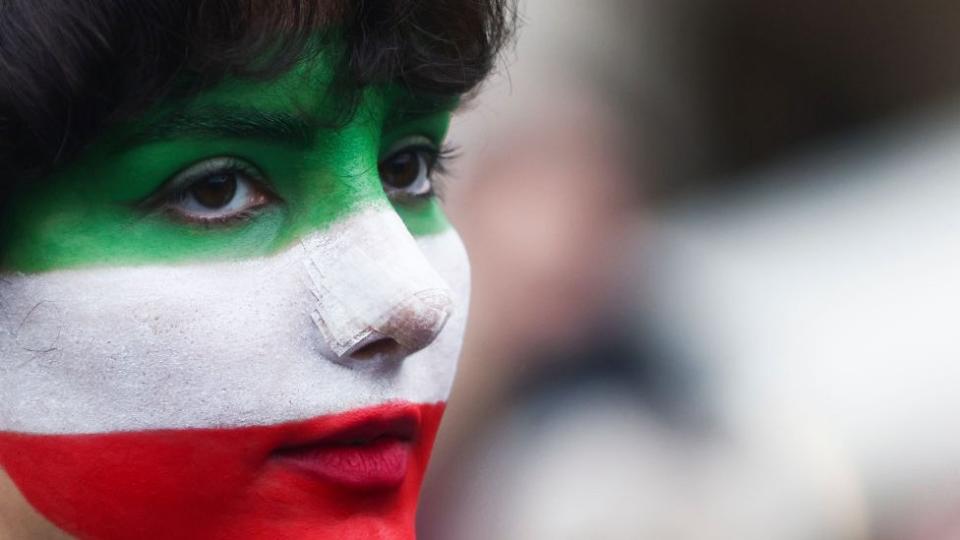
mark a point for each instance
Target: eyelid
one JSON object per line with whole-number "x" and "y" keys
{"x": 420, "y": 142}
{"x": 198, "y": 171}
------------------------------------------------------------
PROBLEM TO WORK ON: Write out the data precisely as given, excluding the pictures.

TASK ANSWER:
mark a point for each instance
Target: eyelid
one JSON object per line with whole-number "x" and "y" keys
{"x": 420, "y": 142}
{"x": 198, "y": 171}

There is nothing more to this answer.